- **About this task**
Locate every line in the records below that holds the word "stripe" and return each one.

- **Materials provided**
================
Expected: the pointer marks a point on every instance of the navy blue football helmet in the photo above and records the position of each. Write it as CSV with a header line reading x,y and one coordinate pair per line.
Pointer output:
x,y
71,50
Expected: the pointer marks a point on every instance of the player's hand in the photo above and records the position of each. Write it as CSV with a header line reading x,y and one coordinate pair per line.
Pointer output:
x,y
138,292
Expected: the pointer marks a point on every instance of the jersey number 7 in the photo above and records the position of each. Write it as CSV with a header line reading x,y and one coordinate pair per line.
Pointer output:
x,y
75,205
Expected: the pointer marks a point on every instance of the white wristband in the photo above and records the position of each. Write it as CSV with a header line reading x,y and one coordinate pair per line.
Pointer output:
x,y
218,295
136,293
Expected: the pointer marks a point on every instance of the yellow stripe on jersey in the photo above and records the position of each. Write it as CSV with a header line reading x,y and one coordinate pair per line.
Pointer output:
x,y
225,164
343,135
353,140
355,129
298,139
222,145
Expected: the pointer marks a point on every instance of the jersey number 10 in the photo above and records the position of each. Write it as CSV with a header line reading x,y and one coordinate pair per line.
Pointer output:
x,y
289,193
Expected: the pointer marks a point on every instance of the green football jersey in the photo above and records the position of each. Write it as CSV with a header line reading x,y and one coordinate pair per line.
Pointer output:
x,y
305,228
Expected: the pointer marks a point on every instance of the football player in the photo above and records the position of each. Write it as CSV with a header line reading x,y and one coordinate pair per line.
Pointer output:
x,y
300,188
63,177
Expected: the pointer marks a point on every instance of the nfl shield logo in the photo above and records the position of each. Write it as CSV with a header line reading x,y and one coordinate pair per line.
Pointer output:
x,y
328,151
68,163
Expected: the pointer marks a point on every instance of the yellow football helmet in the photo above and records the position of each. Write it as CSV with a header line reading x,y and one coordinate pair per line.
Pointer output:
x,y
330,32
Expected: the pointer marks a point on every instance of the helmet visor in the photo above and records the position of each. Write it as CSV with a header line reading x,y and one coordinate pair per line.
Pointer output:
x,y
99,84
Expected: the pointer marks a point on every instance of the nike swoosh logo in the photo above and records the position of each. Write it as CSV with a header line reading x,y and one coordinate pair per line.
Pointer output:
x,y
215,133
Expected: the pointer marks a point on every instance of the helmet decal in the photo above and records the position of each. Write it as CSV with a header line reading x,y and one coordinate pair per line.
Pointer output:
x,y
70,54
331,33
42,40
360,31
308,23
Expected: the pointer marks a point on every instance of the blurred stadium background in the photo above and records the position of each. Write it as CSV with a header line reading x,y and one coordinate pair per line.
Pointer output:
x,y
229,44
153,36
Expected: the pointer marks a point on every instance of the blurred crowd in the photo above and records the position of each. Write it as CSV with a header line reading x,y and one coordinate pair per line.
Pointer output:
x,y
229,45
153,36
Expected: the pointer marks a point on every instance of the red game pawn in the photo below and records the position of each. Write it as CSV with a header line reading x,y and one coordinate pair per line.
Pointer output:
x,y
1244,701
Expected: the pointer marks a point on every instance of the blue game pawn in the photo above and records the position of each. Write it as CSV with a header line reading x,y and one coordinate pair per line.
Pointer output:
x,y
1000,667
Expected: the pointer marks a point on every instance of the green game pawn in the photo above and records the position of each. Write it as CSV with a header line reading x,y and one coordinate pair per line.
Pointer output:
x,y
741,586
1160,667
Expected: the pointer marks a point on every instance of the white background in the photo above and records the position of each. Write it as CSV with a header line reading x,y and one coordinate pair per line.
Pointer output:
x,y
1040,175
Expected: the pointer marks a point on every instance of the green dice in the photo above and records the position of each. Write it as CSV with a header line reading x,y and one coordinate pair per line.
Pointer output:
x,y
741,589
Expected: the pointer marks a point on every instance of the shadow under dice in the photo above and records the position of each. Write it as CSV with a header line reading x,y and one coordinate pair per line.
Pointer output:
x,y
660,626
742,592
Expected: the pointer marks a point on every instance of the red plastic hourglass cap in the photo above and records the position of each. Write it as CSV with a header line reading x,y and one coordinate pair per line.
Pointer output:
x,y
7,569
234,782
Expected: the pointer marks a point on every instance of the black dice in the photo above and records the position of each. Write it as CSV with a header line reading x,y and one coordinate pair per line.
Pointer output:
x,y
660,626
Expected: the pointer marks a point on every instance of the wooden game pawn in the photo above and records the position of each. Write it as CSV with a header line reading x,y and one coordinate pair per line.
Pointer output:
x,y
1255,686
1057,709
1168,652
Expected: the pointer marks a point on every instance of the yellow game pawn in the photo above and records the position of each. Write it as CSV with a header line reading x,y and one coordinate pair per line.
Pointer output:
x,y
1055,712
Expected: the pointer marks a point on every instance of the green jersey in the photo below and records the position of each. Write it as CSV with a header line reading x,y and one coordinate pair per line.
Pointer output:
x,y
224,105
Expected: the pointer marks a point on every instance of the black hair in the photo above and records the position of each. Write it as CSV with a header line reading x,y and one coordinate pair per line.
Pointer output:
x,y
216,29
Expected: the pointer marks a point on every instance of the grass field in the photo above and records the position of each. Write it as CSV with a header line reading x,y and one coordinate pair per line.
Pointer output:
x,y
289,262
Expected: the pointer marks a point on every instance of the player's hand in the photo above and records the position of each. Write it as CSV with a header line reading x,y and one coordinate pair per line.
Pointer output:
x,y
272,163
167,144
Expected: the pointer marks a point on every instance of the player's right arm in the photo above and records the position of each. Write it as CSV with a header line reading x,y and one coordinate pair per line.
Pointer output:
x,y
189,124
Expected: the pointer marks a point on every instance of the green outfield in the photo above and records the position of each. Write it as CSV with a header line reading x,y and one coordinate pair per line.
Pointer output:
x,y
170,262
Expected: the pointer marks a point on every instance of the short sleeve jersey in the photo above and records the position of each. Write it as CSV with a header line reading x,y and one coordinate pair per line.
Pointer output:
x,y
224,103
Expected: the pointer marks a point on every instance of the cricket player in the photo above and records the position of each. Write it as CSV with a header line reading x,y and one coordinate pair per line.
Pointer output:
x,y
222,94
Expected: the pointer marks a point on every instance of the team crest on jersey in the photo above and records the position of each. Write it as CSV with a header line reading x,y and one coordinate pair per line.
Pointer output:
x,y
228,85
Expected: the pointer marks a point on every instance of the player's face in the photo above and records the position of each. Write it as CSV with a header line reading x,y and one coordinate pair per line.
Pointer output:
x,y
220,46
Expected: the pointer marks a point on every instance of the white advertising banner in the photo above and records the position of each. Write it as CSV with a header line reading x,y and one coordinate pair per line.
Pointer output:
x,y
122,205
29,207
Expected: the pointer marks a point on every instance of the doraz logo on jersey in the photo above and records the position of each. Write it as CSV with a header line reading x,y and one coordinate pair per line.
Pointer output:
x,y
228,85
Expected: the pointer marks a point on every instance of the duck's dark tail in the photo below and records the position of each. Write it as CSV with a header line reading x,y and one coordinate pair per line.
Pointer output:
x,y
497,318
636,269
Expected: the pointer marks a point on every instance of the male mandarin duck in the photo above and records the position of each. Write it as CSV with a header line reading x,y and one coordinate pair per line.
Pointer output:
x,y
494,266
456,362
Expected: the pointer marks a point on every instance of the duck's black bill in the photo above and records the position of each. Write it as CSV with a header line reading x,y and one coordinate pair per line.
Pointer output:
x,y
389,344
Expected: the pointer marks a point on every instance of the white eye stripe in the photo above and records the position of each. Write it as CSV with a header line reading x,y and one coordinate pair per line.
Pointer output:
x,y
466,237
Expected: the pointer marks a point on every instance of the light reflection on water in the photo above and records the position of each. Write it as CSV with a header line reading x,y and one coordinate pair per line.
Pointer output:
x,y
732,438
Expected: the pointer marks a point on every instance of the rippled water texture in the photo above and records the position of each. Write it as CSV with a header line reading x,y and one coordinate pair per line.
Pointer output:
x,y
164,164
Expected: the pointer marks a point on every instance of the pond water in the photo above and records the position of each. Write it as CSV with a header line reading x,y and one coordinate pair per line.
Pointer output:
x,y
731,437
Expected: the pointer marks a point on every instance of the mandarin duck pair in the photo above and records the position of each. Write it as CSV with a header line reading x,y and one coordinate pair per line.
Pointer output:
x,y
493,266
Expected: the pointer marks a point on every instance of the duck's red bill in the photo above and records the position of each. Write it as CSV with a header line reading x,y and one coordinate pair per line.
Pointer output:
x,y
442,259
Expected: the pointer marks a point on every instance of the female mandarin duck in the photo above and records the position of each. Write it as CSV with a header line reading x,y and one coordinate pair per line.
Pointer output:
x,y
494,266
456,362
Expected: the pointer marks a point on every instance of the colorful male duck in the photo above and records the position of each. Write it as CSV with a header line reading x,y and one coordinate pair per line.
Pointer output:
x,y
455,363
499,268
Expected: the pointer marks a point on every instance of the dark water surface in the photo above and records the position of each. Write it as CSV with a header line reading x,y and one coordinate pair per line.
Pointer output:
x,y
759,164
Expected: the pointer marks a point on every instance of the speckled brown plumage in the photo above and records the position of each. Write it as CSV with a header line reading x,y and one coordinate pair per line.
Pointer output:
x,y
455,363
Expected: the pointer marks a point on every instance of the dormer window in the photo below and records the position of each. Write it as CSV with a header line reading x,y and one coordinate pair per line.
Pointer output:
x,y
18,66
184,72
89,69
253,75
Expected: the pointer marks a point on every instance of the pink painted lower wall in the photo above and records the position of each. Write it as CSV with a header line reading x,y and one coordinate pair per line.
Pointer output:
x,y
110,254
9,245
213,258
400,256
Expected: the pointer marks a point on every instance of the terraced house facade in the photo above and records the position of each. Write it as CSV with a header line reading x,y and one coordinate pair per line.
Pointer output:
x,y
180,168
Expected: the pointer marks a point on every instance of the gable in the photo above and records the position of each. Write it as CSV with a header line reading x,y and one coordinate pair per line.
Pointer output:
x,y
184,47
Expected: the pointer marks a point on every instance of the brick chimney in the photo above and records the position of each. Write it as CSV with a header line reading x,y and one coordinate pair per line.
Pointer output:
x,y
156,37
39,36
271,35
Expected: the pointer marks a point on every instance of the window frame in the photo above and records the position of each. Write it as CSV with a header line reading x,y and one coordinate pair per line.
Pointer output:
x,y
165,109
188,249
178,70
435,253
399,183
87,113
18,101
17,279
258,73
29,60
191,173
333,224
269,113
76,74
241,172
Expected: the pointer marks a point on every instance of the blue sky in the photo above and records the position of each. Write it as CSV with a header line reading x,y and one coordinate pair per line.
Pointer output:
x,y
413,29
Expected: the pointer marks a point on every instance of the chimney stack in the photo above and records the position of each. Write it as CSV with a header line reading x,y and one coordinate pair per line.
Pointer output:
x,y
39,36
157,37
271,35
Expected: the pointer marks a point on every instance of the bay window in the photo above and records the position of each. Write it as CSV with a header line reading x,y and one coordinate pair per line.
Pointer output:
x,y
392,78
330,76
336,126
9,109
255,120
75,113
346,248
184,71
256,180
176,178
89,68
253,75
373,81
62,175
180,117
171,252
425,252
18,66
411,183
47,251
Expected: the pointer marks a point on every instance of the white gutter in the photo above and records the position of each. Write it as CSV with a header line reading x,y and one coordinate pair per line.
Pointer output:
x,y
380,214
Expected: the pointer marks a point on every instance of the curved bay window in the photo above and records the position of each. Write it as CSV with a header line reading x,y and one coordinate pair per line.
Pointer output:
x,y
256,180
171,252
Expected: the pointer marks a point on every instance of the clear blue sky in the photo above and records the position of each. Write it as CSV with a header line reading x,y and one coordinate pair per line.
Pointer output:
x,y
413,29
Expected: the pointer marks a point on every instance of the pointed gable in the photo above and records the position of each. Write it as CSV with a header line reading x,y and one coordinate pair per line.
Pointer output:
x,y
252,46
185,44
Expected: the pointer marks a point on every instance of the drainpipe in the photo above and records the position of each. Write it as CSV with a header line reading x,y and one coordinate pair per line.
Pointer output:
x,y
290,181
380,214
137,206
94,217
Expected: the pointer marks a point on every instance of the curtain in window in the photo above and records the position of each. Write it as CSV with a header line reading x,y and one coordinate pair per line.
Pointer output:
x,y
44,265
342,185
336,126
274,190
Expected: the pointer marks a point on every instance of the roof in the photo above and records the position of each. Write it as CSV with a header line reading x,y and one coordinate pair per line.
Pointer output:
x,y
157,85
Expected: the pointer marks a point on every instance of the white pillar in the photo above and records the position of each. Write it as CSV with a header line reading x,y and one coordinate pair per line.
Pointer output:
================
- **Exercise output**
Expected: the pointer marks a point on every instance of the yellow stripe on jersey in the photo above and records the position of each. Write it as CSV with a header line reading x,y and one coordinate pair per line.
Expected: the pointer marks a point on every instance of the white eye stripe in the photo above and records the position of each. Write it as CSV with a header line reading x,y and one coordinate pair per line.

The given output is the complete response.